• WORK INSTRUCTION: Every entry is to be copied exactly as written, and the pictures are to be skipped.

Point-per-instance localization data
_____
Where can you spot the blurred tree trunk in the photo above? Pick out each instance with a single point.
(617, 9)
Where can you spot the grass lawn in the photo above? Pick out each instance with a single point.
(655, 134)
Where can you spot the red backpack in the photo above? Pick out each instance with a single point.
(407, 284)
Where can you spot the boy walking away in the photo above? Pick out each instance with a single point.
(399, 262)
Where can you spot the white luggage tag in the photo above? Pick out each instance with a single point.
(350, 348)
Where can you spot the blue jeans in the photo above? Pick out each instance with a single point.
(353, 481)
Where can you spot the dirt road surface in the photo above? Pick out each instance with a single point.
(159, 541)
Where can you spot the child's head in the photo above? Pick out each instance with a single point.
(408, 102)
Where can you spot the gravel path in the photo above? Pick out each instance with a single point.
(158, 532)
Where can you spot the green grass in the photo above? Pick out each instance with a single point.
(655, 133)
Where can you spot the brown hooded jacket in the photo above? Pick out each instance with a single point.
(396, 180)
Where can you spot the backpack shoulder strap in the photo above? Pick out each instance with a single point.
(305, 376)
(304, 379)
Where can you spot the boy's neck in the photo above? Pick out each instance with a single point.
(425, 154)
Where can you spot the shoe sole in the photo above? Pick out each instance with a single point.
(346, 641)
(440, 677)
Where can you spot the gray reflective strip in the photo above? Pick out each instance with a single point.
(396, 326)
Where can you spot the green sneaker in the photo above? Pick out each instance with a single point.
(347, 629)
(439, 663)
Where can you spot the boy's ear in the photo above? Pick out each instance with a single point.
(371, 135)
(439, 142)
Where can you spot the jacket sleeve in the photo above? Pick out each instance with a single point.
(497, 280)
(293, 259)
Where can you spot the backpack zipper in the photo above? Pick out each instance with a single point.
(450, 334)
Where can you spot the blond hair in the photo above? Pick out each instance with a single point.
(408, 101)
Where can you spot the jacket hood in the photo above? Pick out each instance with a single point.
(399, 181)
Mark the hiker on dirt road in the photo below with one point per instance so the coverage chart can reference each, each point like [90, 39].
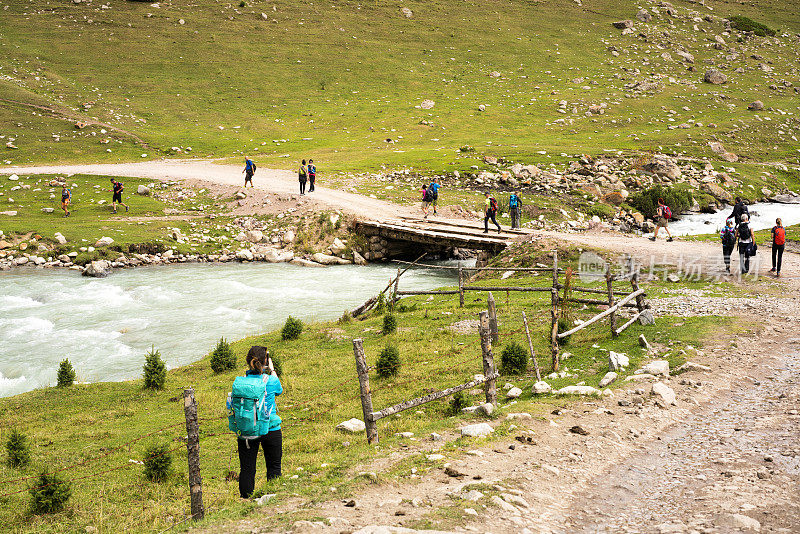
_____
• SOLUTION:
Where can you spot the blurred tree trunk in the photo above? Pick out each instance with a single point.
(617, 9)
Where can you spot the grass lawn in the photo above? Pick out each instance with a single point.
(655, 134)
Where can you spot the red backpack in the photo above? Pick out each instance with a single point.
(407, 284)
Where can you spot the boy walking away in the photo above? Pick out each instance with a single point.
(399, 262)
Where can you spot the white luggage tag in the photo above? Pick out each instance with a single point.
(350, 348)
Where can you spot the blue jeans in the photo above? Pick out each instance with a single point.
(353, 481)
Where can you spot the dirt road surface in the photo above? Pick out each instance with a single point.
(159, 541)
Where can you spot the child's head in the photo above? Pick out each instance with a single point.
(408, 102)
Where can you spot the gravel path in the photo above? Pick out each instance with a single point.
(158, 532)
Where can you spot the green grass in the photo above? Pick out each instance with a single point.
(655, 133)
Where can you spot the brown hooded jacket in the photo above? Pick out each instance with a single point.
(396, 180)
Where can you spot the backpack shoulder strap in the photo above? Pick out each instance with a single point.
(305, 376)
(304, 379)
Where can you spot the boy's neck in the photo above? Pick out each instance with a single point.
(425, 154)
Where can you spot the shoe sole in the photo above? Pick out each instance with a single point.
(346, 641)
(440, 677)
Where can you spot the gray reflective strip in the photo above? Pick out each instance with a single point.
(396, 326)
Where can you spot the green sneaker in the photo above? Pick out each instance with a single point.
(347, 629)
(439, 663)
Where can you spot the boy's ear in the photo above? Pick out each instance with a single point.
(371, 135)
(439, 142)
Where can you spot the jacket sleeve in the photo above? Pick out each instance with a single point.
(497, 280)
(293, 259)
Where can you spot the backpack zipper in the photo above? Pick out each instance with a single point.
(450, 334)
Where can you spot the blond hair in the photo above? Pick out each instance with a single point.
(408, 101)
Where can you spot the jacket hood in the photo above? Pick out each instance with a single point.
(399, 181)
Mark the hiker on dirt road in the photo below with one point per instance so the coverage chart can reference each, each point like [90, 39].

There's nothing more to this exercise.